• _EXTRAIT FOURNI_
★ ★ ★ ★

Olivier Père

Ray Harryhausen (1920-2013)

C’est avec tristesse que nous avons appris ce matin la disparition de Ray Harryhausen, génie des effets spéciaux, le 7 mai à l’âge de 92 ans. Son nom au générique d’un film était la promesse de rêve, d’évasion et de fantaisie et il restera associé à quelques-unes des meilleures productions de cinéma d’aventures fantastiques et de science-fiction. Au-delà de sa participation essentielle à plusieurs classiques du genre dont il peut être considéré comme l’auteur à part entière davantage que leurs réalisateurs, Ray Harryhausen a inventé ou du moins perfectionné une technique, la « stop motion », méthode d’animation permettant de créer un mouvement à partir d’objets immobiles, soit l’animation image par image de marionnettes ou figurines de tailles et de matières diverses. Au cinéma cela débuta par les petits films d’Emile Cohl au début du siècle dernier puis par Ladislas Starévitch et son Roman de Renard dans les années 30.

Ce qui était au début une méthode artisanale pratiquée par des artistes solitaires à la patience et la méticulosité d’orfèvre sera adopté par les studios hollywoodiens. Elle se poursuivra en effet avec le même perfectionnisme mais davantage de moyens de l’autre côté de l’Atlantique avec un chef-d’œuvre aux images spectaculaires, violentes et poétiques qui va marquer les esprits et les sens de plusieurs générations de spectateurs et dont la vision provoque encore aujourd’hui un plaisir incomparable : King Kong (1933) de Merian C. Cooper et Ernest B. Schoedsack. Parmi les jeunes spectateurs qui découvrent ébahis King Kong au moment de sa sortie il y a Ray Harryhausen alors âgé de treize ans. Ce sera le début de sa vocation et de sa passion pour les effets spéciaux. Il ne cachera jamais sa dette envers le fabuleux travail de Willis O’Brien, responsable et créateur des marionnettes animées de King Kong, et dont il deviendra le premier technicien sur le tournage de Monsieur Joe (Mighty Joe Young, 1949) l’une des « suites » de King Kong. Dans les années 40 Ray Harryhausen travaille également avec un autre génie de l’animation, George Pal, qui l’engage sur sa série de courts métrages « Puppet Toons » après avoir vu ses travaux personnels, des dinosaures en pâte à modeler animés image par image (Harryhausen et son ami de jeunesse Ray Bradbury avaient une passion commune pour la préhistoire.) Harryhausen poursuit dans les films dont il assure lui-même les effets spéciaux les améliorations apportées par O’Brien au sujet de l’intégration de la « stop motion » dans des prises de vues réelles. Le Monstre des temps perdus (The Beast from 20.000 Fathoms, 1953) d’Eugène Lourié est considéré aujourd’hui comme un classique de la science-fiction, adapté d’une nouvelle de Ray Bradbury avec des trucages extraordinaires de Ray Harryhausen. Le film s’inscrit dans une certaine tendance de la science-fiction américaine où plane la menace atomique, puisque ce sont des tests nucléaires pratiqués dans l’océan Arctique qui réveillent un dinosaure carnivore qui va semer la terreur sur la côte Est.

★ ★ ★ ★

• _DONNÉES FOURNIES_
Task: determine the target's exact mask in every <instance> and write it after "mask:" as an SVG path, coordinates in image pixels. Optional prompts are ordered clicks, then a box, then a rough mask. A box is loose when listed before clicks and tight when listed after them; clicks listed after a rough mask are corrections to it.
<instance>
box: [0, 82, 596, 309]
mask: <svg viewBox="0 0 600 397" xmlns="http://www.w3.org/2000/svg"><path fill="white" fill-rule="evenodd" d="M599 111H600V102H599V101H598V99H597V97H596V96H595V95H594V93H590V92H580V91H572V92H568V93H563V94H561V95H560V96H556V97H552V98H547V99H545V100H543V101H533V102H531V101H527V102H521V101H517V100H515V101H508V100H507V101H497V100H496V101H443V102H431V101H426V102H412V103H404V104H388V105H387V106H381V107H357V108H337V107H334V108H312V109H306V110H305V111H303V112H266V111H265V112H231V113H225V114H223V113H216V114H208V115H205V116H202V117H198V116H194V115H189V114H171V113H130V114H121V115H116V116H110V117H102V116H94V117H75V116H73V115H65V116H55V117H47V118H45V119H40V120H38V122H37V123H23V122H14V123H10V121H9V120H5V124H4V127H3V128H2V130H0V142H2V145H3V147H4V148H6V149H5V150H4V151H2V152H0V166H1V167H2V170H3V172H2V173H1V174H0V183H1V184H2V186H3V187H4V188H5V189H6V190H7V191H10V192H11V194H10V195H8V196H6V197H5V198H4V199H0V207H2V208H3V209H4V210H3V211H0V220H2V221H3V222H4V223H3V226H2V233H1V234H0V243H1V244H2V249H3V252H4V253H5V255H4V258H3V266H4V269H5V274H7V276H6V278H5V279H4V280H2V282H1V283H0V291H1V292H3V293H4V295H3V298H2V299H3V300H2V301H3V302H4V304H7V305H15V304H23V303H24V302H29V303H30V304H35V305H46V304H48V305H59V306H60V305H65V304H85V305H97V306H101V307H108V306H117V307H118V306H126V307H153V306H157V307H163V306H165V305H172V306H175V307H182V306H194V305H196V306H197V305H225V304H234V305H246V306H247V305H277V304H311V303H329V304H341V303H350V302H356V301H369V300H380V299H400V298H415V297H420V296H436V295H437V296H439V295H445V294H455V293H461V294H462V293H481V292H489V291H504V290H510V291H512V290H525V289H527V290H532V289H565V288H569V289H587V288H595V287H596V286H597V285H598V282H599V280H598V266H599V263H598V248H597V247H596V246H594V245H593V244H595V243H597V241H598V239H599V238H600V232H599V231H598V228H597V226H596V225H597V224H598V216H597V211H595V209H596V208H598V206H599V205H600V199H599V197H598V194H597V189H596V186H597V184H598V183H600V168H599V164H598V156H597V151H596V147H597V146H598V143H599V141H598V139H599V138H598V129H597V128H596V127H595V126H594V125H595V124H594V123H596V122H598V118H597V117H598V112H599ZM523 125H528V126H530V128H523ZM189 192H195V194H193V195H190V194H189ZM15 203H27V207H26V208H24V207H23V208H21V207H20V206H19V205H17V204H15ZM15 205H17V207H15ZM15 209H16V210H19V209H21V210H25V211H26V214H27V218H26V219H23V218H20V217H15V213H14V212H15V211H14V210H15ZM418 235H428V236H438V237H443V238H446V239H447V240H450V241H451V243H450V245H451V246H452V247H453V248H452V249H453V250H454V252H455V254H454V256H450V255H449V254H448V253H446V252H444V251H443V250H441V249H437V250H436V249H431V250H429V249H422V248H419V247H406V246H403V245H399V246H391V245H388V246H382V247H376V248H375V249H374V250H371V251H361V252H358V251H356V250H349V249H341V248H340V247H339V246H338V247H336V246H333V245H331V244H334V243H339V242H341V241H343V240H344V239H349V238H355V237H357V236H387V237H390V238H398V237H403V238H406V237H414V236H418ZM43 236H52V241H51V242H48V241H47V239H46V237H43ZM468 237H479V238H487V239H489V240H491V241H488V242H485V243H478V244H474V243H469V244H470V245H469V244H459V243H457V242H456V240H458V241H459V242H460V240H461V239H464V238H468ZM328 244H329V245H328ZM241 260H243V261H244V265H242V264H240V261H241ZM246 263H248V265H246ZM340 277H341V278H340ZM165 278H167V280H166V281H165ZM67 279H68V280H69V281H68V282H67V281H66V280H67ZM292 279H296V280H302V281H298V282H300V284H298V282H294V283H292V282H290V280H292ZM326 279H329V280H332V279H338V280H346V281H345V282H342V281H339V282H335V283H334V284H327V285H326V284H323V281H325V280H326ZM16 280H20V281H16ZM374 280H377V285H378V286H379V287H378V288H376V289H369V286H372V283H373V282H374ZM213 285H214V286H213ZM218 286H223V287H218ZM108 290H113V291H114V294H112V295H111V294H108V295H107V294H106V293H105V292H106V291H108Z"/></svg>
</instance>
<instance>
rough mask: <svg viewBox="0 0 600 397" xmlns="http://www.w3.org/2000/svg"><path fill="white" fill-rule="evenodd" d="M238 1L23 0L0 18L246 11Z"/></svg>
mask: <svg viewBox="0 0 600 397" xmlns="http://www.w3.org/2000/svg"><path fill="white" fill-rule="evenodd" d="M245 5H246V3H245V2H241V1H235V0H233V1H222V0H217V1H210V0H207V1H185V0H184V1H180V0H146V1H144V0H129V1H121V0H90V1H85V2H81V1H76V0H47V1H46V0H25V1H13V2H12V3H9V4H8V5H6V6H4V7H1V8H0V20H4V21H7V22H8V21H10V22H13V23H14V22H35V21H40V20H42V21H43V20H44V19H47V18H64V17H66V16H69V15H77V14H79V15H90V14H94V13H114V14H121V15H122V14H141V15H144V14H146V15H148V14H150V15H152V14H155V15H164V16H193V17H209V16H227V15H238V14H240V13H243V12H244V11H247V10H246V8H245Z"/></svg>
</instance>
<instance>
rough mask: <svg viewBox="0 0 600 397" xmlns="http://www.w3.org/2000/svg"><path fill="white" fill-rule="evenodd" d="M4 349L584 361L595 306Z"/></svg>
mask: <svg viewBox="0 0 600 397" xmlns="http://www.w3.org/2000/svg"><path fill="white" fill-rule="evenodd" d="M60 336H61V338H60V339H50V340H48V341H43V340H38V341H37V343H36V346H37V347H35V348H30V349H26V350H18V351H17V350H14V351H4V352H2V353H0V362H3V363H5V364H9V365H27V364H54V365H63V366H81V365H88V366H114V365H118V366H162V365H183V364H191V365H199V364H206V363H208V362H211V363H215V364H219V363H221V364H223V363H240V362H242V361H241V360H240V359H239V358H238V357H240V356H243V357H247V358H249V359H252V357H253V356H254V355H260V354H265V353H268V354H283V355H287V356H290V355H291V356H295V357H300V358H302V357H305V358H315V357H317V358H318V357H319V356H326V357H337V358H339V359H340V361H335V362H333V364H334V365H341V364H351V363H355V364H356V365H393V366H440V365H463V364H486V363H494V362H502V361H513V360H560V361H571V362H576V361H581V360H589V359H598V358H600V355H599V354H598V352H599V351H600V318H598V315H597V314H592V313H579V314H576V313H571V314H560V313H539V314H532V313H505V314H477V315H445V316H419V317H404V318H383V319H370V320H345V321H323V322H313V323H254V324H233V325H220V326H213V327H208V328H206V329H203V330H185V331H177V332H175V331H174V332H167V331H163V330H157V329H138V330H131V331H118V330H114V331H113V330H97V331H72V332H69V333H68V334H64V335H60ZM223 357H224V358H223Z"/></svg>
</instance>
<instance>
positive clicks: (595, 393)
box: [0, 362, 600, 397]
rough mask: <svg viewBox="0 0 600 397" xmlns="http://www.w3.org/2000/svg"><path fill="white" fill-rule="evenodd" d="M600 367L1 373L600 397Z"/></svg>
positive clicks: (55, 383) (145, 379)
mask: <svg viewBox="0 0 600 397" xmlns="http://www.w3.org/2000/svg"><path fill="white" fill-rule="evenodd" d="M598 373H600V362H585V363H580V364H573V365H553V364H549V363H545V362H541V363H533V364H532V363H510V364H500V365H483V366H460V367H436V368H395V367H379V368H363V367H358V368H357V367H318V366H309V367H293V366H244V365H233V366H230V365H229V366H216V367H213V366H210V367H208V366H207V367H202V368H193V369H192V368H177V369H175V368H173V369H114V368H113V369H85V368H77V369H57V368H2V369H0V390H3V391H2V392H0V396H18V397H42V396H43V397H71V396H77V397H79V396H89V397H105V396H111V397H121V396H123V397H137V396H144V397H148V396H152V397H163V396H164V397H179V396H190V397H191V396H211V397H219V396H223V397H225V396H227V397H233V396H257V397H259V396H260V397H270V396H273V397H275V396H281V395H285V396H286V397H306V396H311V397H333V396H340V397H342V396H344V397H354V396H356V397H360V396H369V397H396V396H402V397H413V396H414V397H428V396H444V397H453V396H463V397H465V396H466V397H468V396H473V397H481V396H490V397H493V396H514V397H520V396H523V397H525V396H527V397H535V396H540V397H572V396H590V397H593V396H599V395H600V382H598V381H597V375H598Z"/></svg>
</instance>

★ ★ ★ ★

• _TRAVAIL À RÉALISER_
(1) D'après l'extrait fourni, quel âge avait Ray Harryhausen lorsqu'il a découvert King Kong au moment de sa sortie ?
(2) Reformulez plus brièvement le paragraphe de l'extrait fourni qui commence par « C’est avec tristesse que nous avons appris », en conservant ses faits principaux.

• _RÉPONSES SUCCESSIVES_
(1) Il avait treize ans.

(2) Ray Harryhausen, génie des effets spéciaux, est mort le 7 mai à 92 ans. Son nom restera associé à quelques-unes des meilleures productions d'aventures fantastiques et de science-fiction, dont il peut être considéré comme l'auteur plus que leurs réalisateurs. Il a inventé, ou du moins perfectionné, la « stop motion », qui anime image par image des marionnettes ou des figurines. Au cinéma, cette technique est apparue avec les petits films d'Emile Cohl au début du siècle dernier, puis avec le Roman de Renard de Ladislas Starévitch dans les années 30.